§ Problem to work on: Can you quote, word for word, the part of the piece on ceremonial deism starting with "Courts have upheld" and going on through "more appropriate term.)"?

§ Page extract:
★ ★ ★ ★

Courts have upheld many instances of “ceremonial deism” using this same rationale. Government prayers, “In God We Trust” as a motto, “One Nation Under God” in the pledge, are no longer religious because “any religious freight the words may have been meant to carry originally has long since been lost.” Put another way, these have “lost through rote repetition any significant religious content.” A fuller list follows this article. (While we’re on the subject, let’s agree that “In God We Trust” cannot be ceremonial deism. One doesn’t trust in a deistic god that plays no role in this world, one trusts in a theistic god that does. Ceremonial theism is the more appropriate term.)

In a government where state and church are walled off from one another, federal courts have basically declared that entrusting this world to god is not religious. Imagine for a moment if the courts had declared that John 3:16 or praying the rosary had “no theological or ritualistic” importance because it had been so often repeated. The Religious Right would have had a collective stroke, and rightfully so.

What American Christian would let a court declare that his or her god is not religious or that trusting in this god is not a religious declaration? Where are Liberty Counsel, Liberty Institute, Alliance Defending Freedom, Beckett Fund, Thomas More Law Center, Todd Starnes, Bill O’Reilly, and the rest of the usual suspects with their claims of religious persecution when no less than nine federal courts have said that trusting in god is not religious?

And therein lies the hypocrisy. Christianity benefits when the federal courts declare that “In God We Trust” is not religious, since this allows godly office-holders to use their public office to promote their personal religious agenda. Religious Right groups and activists are perfectly willing to let the government desecrate their religion so long as it also allows them to promote their religion.

So whenever you see “In God We Trust” cut into coin, engraved on a government building, or stuck on a police car know that it is nothing more than a monument to religious hypocrisy.

★ ★ ★ ★

§ Stored data:
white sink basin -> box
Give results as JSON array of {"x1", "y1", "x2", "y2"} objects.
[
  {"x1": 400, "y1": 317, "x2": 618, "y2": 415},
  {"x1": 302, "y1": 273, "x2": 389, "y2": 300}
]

★ ★ ★ ★

§ Result below:
Courts have upheld many instances of “ceremonial deism” using this same rationale. Government prayers, “In God We Trust” as a motto, “One Nation Under God” in the pledge, are no longer religious because “any religious freight the words may have been meant to carry originally has long since been lost.” Put another way, these have “lost through rote repetition any significant religious content.” A fuller list follows this article. (While we’re on the subject, let’s agree that “In God We Trust” cannot be ceremonial deism. One doesn’t trust in a deistic god that plays no role in this world, one trusts in a theistic god that does. Ceremonial theism is the more appropriate term.)